CA Chambéry, 1re ch., 24 juin 2025, n° 24/00022
CHAMBÉRY
Autre
Confirmation
COMPOSITION DE LA JURIDICTION
Président :
Mme Hacquard
Conseillers :
Mme Reaidy, M. Sauvage
Avocats :
SELARL Bollonjeon, AARPI Cathely & Associes
Faits et procédure
Par jugement en date du 14 juin 2022, le tribunal de commerce de Chambéry a ouvert une procédure de redressement judiciaire au bénéfice de la SARL [9].
Le redressement judiciaire a été converti en liquidation judiciaire par jugement du 25 juillet 2022.
Par requête en date du 14 septembre 2022, le procureur de la République près le tribunal judiciaire de Chambéry a saisi le tribunal de commerce d'une demande tendant à voir prononcer à l'encontre de Mme [U] [R], dirigeante de la SARL [9], une interdiction de gérer d'une durée de 10 ans.
Mme [R] a été citée devant le tribunal de commerce par acte extra judiciaire du 15 décembre 2022 auquel étaient joints la requête, le rapport du juge commissaire et l'ordonnance du président du tribunal de commerce.
Par jugement contradictoire du 27 novembre 2023, le tribunal de commerce de Chambéry a :
- prononcé à l'encontre de Mme [U] [R], prise en sa qualité de dirigeante de droit de la SARL [9], l'interdiction de diriger, gérer, administrer ou contrôler. directement ou indirectement, toute entreprise commerciale ou artisanale, toute exploitation agricole et toute personne morale ;
- dit que cette interdiction est applicable pour une durée de 5 ans ;
- rappelé à Mme [U] [R] que si elle ne respecte pas l'interdiction ci-dessus elle sera passible des sanctions pénales suivantes: emprisonnement de deux ans et 375.000 euros d'amende au visa de l'article L, 654-l 5 du Code de commerce ;
- ordonné l'exécution provisoire de la décision ;
- dit qu'en application des articles L. 128-1 et suivants et R. 128-1 et suivants du code de commerce, cette sanction fera l'objet d'une inscription au Fichier national des interdits de gérer, dont la tenue est assuree par le Conseil national des greffiers des tribunaux de commerce ;
- rappelé à Mme [U] [R], en application de l'articie R. 653-3 du code de commerce, qu'il lui est possible d'obtenir le relèvement de la sanction prononcée par ce jugement dans les conditions définies aux articles L. 653-11 et R. 653-4 du code de commerce ;
- dit que le greffier devra faire proceder aux publicités du jugement immédiatement nonobstant toute vole de recours. compte tenu de l'exécution provisoire de cette decision ;
- ordonné l'emploi des dépens en frais privilégiés de liquidation judiciaire.
Le tribunal de commerce retenait principalement les motifs suivants :
' Mme [R] s'est volontairement abstenue de coopérer avec les organes de la procédure,
' elle n'a pas tenu de comptabilité alors qu'elle était en mesure de le faire.

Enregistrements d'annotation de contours
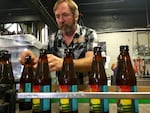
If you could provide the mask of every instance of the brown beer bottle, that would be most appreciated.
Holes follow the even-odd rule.
[[[129,47],[120,46],[118,56],[116,85],[119,92],[136,92],[136,77],[131,64]],[[138,113],[138,101],[135,99],[119,99],[117,102],[118,113]]]
[[[9,86],[11,89],[15,88],[14,76],[12,71],[12,65],[10,61],[11,54],[7,50],[1,50],[1,79],[0,83]]]
[[[73,50],[64,50],[65,57],[61,75],[58,76],[60,92],[77,92],[77,77],[74,72]],[[60,99],[60,113],[78,113],[77,99]]]
[[[7,88],[5,102],[9,103],[9,113],[15,113],[16,89],[10,58],[11,54],[7,50],[0,51],[0,84]]]
[[[94,47],[91,75],[89,76],[91,92],[107,92],[107,76],[105,73],[101,47]],[[109,113],[107,99],[90,99],[90,113]]]
[[[33,65],[31,56],[26,56],[25,64],[20,78],[20,93],[22,92],[32,92],[33,85]],[[19,100],[20,110],[30,110],[32,109],[32,99],[21,99]]]
[[[33,83],[33,92],[51,92],[51,76],[48,66],[47,50],[41,49]],[[51,113],[50,99],[33,99],[33,113]]]

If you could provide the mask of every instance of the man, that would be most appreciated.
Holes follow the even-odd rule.
[[[60,71],[63,64],[64,49],[71,47],[74,53],[75,70],[79,72],[79,78],[91,69],[93,57],[93,41],[97,34],[93,29],[77,24],[79,18],[78,6],[73,0],[57,0],[53,8],[59,30],[49,38],[48,64],[50,71]],[[31,55],[34,66],[37,65],[37,57],[31,51],[20,54],[20,62],[23,58]],[[83,78],[81,78],[83,79]],[[79,79],[80,80],[80,79]],[[81,84],[82,84],[81,80]]]

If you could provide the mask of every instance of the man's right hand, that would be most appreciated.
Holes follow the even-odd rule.
[[[38,57],[31,50],[24,50],[19,55],[19,62],[22,65],[25,64],[25,60],[24,60],[25,56],[31,56],[32,63],[33,63],[33,68],[36,68],[37,64],[38,64]]]

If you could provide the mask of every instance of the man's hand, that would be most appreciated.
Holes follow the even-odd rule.
[[[25,64],[25,56],[31,56],[31,59],[32,59],[32,63],[33,63],[33,68],[36,68],[37,67],[37,64],[38,64],[38,57],[36,57],[35,54],[33,54],[32,51],[30,50],[25,50],[23,52],[20,53],[19,55],[19,62],[24,65]]]

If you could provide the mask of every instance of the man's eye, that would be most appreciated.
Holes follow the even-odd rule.
[[[65,14],[63,14],[63,16],[65,16],[65,17],[66,17],[66,16],[69,16],[69,14],[66,14],[66,13],[65,13]]]

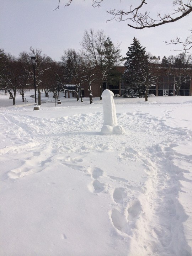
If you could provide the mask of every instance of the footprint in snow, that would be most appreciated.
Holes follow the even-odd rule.
[[[128,220],[131,222],[135,220],[138,217],[141,209],[140,202],[139,201],[134,202],[133,205],[127,209]]]
[[[87,171],[94,179],[97,178],[103,174],[103,171],[97,167],[89,167]]]
[[[124,191],[124,189],[123,188],[118,188],[115,189],[113,197],[116,203],[121,203],[125,195]]]

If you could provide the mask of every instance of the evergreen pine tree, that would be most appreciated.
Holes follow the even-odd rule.
[[[164,68],[167,68],[169,66],[169,62],[166,56],[164,56],[162,59],[161,64],[162,66]]]
[[[139,40],[134,37],[131,46],[128,47],[125,58],[126,68],[124,76],[125,89],[123,96],[125,98],[145,97],[145,88],[139,81],[143,66],[146,62],[145,48],[141,46]]]

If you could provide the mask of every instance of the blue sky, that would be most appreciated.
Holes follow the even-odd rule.
[[[110,18],[106,10],[127,8],[128,2],[138,2],[138,0],[122,0],[121,2],[104,0],[99,8],[93,8],[91,0],[74,1],[70,6],[65,7],[66,0],[61,0],[59,9],[54,11],[58,0],[0,0],[0,48],[17,57],[32,46],[59,60],[65,49],[80,49],[79,42],[84,31],[92,28],[103,29],[114,43],[121,42],[123,57],[135,36],[147,52],[162,58],[165,55],[178,53],[170,52],[176,47],[162,41],[176,36],[185,39],[191,28],[191,16],[174,23],[141,30],[128,27],[126,21],[106,22]],[[170,12],[172,2],[172,0],[149,0],[148,7],[151,8],[152,14],[160,9],[163,12],[166,9]]]

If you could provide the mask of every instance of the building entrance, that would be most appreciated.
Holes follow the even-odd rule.
[[[169,90],[163,90],[163,96],[168,96]]]

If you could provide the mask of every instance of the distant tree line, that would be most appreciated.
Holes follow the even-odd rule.
[[[25,101],[25,90],[34,87],[33,73],[31,57],[36,57],[35,73],[38,104],[41,105],[41,92],[47,97],[50,91],[57,97],[56,89],[73,91],[79,100],[82,101],[82,85],[86,84],[89,88],[90,103],[92,102],[91,86],[97,81],[100,88],[100,99],[102,82],[105,77],[114,65],[120,63],[119,44],[114,44],[103,30],[95,32],[86,31],[81,43],[82,49],[64,50],[61,60],[56,62],[43,54],[39,49],[30,48],[28,52],[21,52],[17,58],[0,49],[0,90],[9,94],[15,104],[17,91],[20,92]],[[75,84],[74,90],[66,85]]]
[[[164,56],[159,63],[146,52],[145,48],[135,37],[127,56],[123,74],[124,97],[145,97],[147,101],[149,89],[156,85],[158,74],[160,74],[159,69],[156,69],[158,66],[162,68],[162,74],[173,77],[175,95],[178,95],[182,84],[188,80],[189,69],[192,69],[191,55],[184,52],[167,58]]]

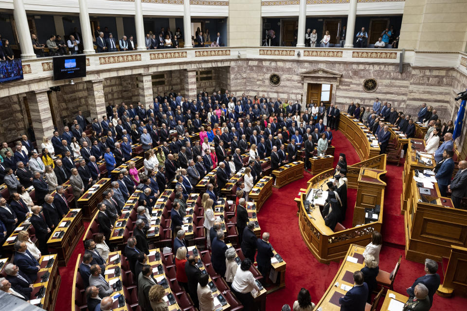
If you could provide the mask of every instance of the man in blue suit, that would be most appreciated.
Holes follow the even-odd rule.
[[[104,158],[106,160],[106,168],[108,172],[108,177],[111,177],[110,172],[115,168],[115,165],[117,162],[115,162],[115,158],[113,157],[113,154],[110,152],[110,148],[107,147],[106,148],[106,153],[104,155]]]
[[[339,298],[341,311],[364,311],[368,296],[368,285],[363,283],[363,273],[354,272],[354,287]]]
[[[379,131],[378,135],[378,144],[379,145],[379,148],[381,150],[379,151],[379,154],[382,155],[386,153],[386,148],[389,143],[389,138],[391,138],[391,132],[388,130],[389,127],[387,125],[384,125],[383,129]]]
[[[434,153],[434,160],[437,163],[443,159],[443,153],[445,150],[452,150],[454,147],[452,142],[452,134],[447,133],[444,134],[444,142],[441,144]]]
[[[24,242],[17,241],[13,247],[15,251],[13,263],[34,282],[37,278],[37,272],[40,269],[39,263],[28,250]]]
[[[442,196],[446,196],[448,186],[451,183],[451,178],[454,171],[454,161],[452,160],[452,150],[445,150],[443,153],[444,161],[435,175],[438,181],[439,192]]]
[[[407,289],[407,292],[409,297],[412,298],[415,296],[413,290],[417,284],[421,283],[428,289],[428,296],[430,297],[430,305],[431,307],[433,304],[433,296],[440,284],[439,275],[436,273],[437,271],[438,263],[436,261],[431,259],[425,259],[425,272],[426,274],[416,279],[412,287]]]

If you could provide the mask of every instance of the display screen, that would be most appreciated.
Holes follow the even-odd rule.
[[[0,62],[0,83],[23,79],[21,59]]]
[[[53,60],[54,80],[86,76],[86,57],[84,55],[57,56]]]

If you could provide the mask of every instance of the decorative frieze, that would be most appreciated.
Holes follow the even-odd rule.
[[[195,51],[195,57],[225,56],[230,55],[230,50],[208,50]]]
[[[260,55],[275,56],[293,56],[295,54],[293,50],[260,50]]]
[[[149,57],[151,60],[167,59],[169,58],[183,58],[187,56],[186,52],[163,52],[160,53],[151,53]]]
[[[365,51],[354,51],[352,53],[353,58],[379,58],[395,59],[397,58],[397,52],[367,52]]]
[[[229,5],[228,1],[205,1],[203,0],[190,0],[190,4],[195,5]]]
[[[305,50],[303,51],[303,56],[312,56],[315,57],[341,57],[341,51],[329,51],[328,50]]]
[[[31,70],[31,65],[29,64],[23,65],[23,74],[31,73],[33,71]]]
[[[141,54],[130,54],[117,56],[105,56],[99,58],[99,65],[108,65],[128,62],[138,62],[141,60]]]

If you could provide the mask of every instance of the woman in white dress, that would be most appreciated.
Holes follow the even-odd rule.
[[[40,251],[36,246],[36,244],[33,243],[33,242],[29,239],[29,233],[28,231],[21,230],[18,233],[18,241],[24,242],[26,246],[28,248],[28,250],[31,253],[31,255],[36,258],[36,260],[38,260],[40,258]]]
[[[44,150],[44,148],[47,148],[49,150],[49,153],[50,154],[51,156],[53,156],[55,155],[55,150],[54,150],[54,145],[52,144],[50,139],[49,139],[49,138],[47,136],[42,137],[42,143],[40,144],[40,146],[42,147],[41,148],[41,150]]]
[[[213,204],[214,201],[212,199],[208,199],[204,201],[203,207],[204,207],[204,227],[206,228],[206,236],[208,248],[211,249],[211,238],[209,230],[214,225],[214,211],[213,210]]]
[[[251,147],[250,148],[250,158],[248,159],[248,161],[250,162],[251,160],[254,161],[256,156],[258,156],[256,145],[254,144],[251,144]]]
[[[144,174],[147,175],[147,172],[150,170],[152,170],[154,169],[154,164],[151,160],[151,152],[149,150],[144,154],[144,160],[143,163],[144,164]]]
[[[425,152],[427,154],[434,154],[439,146],[440,132],[439,129],[435,127],[431,132],[431,137],[427,140],[427,145],[425,147]]]
[[[101,257],[102,257],[104,260],[107,261],[107,259],[108,258],[108,253],[110,250],[106,243],[106,237],[104,233],[99,232],[96,234],[94,240],[96,242],[96,251],[99,253],[99,255],[101,255]]]
[[[76,141],[76,138],[74,136],[72,138],[72,143],[70,144],[72,146],[72,150],[73,151],[73,156],[75,157],[79,157],[81,156],[81,153],[79,152],[79,144]]]
[[[377,231],[374,231],[371,234],[371,242],[365,247],[363,252],[363,258],[366,255],[371,255],[375,257],[375,259],[379,264],[379,251],[381,250],[381,246],[383,243],[383,238],[381,233]]]
[[[251,169],[249,166],[247,166],[245,169],[245,175],[243,176],[244,181],[245,182],[245,199],[248,201],[248,193],[253,188],[253,176],[251,175]]]

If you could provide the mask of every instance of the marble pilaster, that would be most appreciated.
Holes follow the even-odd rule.
[[[149,105],[152,105],[154,102],[152,92],[152,76],[150,74],[140,74],[137,79],[138,101],[143,104],[146,109],[148,109]]]
[[[103,81],[102,79],[93,80],[88,82],[86,86],[91,120],[97,118],[99,121],[102,120],[103,116],[107,114]]]
[[[50,138],[54,135],[54,121],[47,95],[48,90],[44,89],[26,93],[33,129],[38,140],[43,136]]]

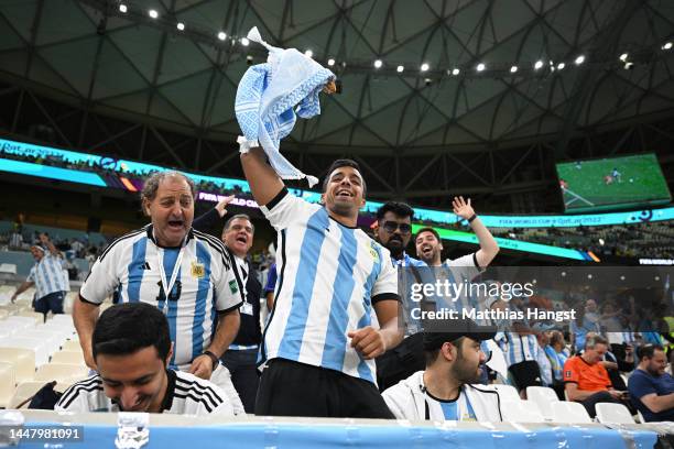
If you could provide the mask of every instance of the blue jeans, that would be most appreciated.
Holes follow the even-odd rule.
[[[220,358],[222,364],[231,373],[233,384],[239,397],[243,403],[246,413],[254,413],[258,385],[260,384],[260,372],[258,371],[258,350],[228,350]]]
[[[54,292],[48,295],[44,295],[40,299],[35,299],[33,308],[39,314],[46,314],[52,310],[52,314],[63,314],[63,292]]]

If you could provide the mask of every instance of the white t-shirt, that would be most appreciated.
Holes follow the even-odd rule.
[[[282,358],[374,383],[374,361],[361,359],[347,332],[371,325],[378,300],[399,299],[389,251],[286,189],[261,210],[279,231],[276,300],[262,360]]]
[[[238,308],[244,286],[222,242],[192,230],[180,249],[159,247],[148,226],[115,242],[98,258],[79,292],[88,303],[101,304],[117,291],[122,303],[143,302],[157,306],[168,319],[174,354],[170,368],[185,371],[210,344],[216,313]],[[159,258],[162,258],[161,263]],[[165,280],[177,270],[165,300],[160,269]]]
[[[168,385],[162,413],[175,415],[235,416],[227,395],[211,382],[189,373],[166,370]],[[70,385],[54,406],[56,412],[121,412],[118,403],[104,392],[102,380],[95,374]]]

TRAVAIL DEMANDÉ
[1] D'après la décision de la cour d'appel de Chambéry, à quelle date le redressement judiciaire a-t-il été converti en liquidation judiciaire ?
[2] Reproduisez sans rien changer le passage de la décision de la cour d'appel de Chambéry qui commence par « Le redressement judiciaire » et va jusqu'à « durée de 10 ans. ».
[3] Prolongez la décision de la cour d'appel de Chambéry à partir de sa dernière phrase.

RÉPONSES ATTENDUES
[1] Le 25 juillet 2022.

[2]
Le redressement judiciaire a été converti en liquidation judiciaire par jugement du 25 juillet 2022.
Par requête en date du 14 septembre 2022, le procureur de la République près le tribunal judiciaire de Chambéry a saisi le tribunal de commerce d'une demande tendant à voir prononcer à l'encontre de Mme [U] [R], dirigeante de la SARL [9], une interdiction de gérer d'une durée de 10 ans.

[3]
Par déclaration au greffe du 4 janvier 2024, Mme [U] [R] a interjeté appel de la décision en en visant l'ensemble des chefs.
Prétentions et moyens des parties
Par dernières écritures en date du 14 mars 2025, régulièrement notifiées par voie de communication électronique, Mme [R] demande à la cour de :
- infirmer le jugement rendu en date du 27 novembre 2023 par le tribunal de commerce de Chambéry, notamment en ce qu'il a :
- prononcé, au visa des articles L.653-1 1.2°, L.653-5 5°, L.653-5 6°, L.653-7 et L.653-11 du Code de Commerce, à l'encontre de Mme [U] [R], prise en sa qualité de dirigeante de droit de la SARL [9], l'interdiction de diriger, gérer, administrer ou contrôler, directement ou indirectement, toute entreprise commerciale ou artisanale, toute exploitation agricole et toute personne morale ;
- dit que cette interdiction est applicable pour une durée de 5 ans ;
- rappelé à Mme [U] [R] que si elle ne respecte pas l'interdiction ci-dessus, elle sera passible des sanctions pénales suivantes : emprisonnement de deux ans et 375.000 Euros d'amende (article L.654-15 du Code de Commerce)
- ordonné l'exécution provisoire de la présente décision ;
- dit qu'en application des articles L.128-1 et suivants et R.128-1 et suivants du Code de Commerce, cette sanction fera l'objet d'une inscription au Fichier national des interdits de gérer, dont la tenue est assurée par le Conseil national des greffiers des tribunaux de commerce ;
- rappelé à Mme [U] [R], en application de l'article R.653-3 du Code de Commerce, qu'il lui est possible d'obtenir le relèvement de la sanction prononcée par ce jugement dans les conditions définies aux articles L.653-11 et R.653-4 du Code de Commerce ;
- dit que le Greffier devra faire procéder aux publicités du présent jugement immédiatement nonobstant toute voie de recours, compte tenu de l'exécution provisoire de cette décision ;
- ordonné l'emploi des dépens en frais privilégiés de liquidation judiciaire.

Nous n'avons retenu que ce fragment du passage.